◆ Exercise instructions
Print, unchanged, the rows running from the line that contains "Drop one marker on each instance of the distant" through the line that contains "[[848, 628]]", with both of those lines included.

◆ Given records
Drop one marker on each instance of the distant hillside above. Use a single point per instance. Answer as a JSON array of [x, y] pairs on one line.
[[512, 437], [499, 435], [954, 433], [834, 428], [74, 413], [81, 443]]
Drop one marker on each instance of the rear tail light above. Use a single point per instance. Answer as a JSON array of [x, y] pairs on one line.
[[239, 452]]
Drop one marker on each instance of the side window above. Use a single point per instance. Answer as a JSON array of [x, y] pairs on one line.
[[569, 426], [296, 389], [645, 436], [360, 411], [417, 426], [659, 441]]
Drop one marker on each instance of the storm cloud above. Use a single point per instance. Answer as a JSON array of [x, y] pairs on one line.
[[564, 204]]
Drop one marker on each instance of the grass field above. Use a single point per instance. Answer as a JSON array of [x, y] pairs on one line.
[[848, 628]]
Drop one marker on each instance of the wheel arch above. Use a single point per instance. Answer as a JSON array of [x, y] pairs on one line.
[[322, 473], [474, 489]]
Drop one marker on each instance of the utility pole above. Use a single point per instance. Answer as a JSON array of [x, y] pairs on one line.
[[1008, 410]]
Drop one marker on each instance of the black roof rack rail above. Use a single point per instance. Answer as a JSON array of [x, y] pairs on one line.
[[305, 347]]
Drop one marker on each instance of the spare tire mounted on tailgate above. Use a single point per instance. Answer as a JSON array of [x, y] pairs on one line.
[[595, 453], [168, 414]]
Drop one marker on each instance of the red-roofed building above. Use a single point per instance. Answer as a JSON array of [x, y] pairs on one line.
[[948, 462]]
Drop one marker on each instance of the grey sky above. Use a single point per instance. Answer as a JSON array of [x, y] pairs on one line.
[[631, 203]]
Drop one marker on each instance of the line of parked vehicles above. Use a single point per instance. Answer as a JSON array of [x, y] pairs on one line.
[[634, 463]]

* * *

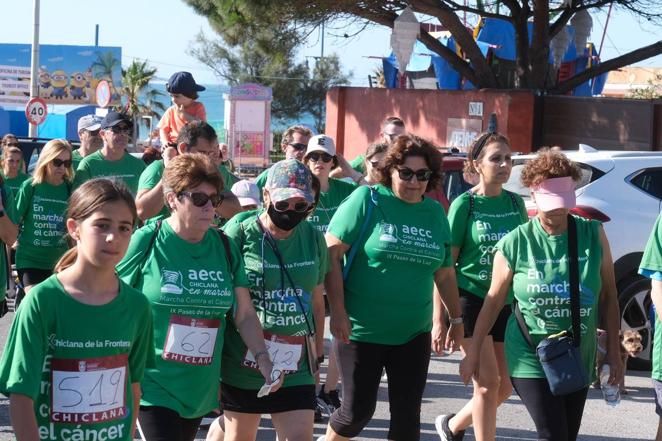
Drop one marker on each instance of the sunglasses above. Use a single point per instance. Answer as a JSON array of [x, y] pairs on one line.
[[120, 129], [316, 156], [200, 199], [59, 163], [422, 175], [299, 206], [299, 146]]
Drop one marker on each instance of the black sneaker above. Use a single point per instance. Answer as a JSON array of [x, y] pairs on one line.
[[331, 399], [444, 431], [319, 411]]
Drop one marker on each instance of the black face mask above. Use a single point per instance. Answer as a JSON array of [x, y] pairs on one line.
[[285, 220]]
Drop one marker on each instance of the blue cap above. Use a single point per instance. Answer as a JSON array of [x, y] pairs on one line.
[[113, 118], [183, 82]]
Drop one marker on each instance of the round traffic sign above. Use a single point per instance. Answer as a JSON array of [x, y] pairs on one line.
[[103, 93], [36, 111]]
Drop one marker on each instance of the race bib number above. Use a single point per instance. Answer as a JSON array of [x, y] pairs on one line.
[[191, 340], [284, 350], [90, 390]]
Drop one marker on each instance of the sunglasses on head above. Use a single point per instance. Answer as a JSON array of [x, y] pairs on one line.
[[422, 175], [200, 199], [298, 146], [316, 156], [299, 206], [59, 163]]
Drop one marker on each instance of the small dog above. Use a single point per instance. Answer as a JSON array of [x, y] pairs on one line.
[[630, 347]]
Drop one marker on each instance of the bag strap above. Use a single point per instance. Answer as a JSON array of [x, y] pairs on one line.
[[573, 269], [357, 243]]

--

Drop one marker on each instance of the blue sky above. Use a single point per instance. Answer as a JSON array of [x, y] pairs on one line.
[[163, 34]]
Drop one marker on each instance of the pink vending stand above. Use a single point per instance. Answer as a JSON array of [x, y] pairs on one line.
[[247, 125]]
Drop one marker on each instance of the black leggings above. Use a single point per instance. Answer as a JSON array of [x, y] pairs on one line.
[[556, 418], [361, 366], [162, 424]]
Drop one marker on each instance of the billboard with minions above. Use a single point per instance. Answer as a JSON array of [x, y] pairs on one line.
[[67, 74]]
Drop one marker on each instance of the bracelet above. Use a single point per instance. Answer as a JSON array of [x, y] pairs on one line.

◆ The reply
Drop one marker on each instance of the distant hillside above. Use a single point per instance. Answer as a JSON array of [x, y] pairs on one line.
[[512, 437], [499, 435], [954, 433], [834, 428], [74, 413], [81, 443]]
Drop one marker on each instance of the rear tail light above. Use a single point per instance. Answer as a JSON array of [x, y] pairs on one line.
[[239, 452]]
Drop one marker on each instance of the side window above. Use a single point per instance. Answer as a JSON array of [x, y] pairs on one line.
[[569, 426], [296, 389], [645, 436], [360, 411], [417, 426], [659, 441]]
Drop one marker on each instance of the storm cloud above. Use a single point per instance. Answer as a JSON array of [x, y] pairs on one line.
[[564, 204]]
Drop one marker on each instance of the grass field above. Use a single point per instance. Answer as a JSON array of [x, y] pairs on one line.
[[848, 628]]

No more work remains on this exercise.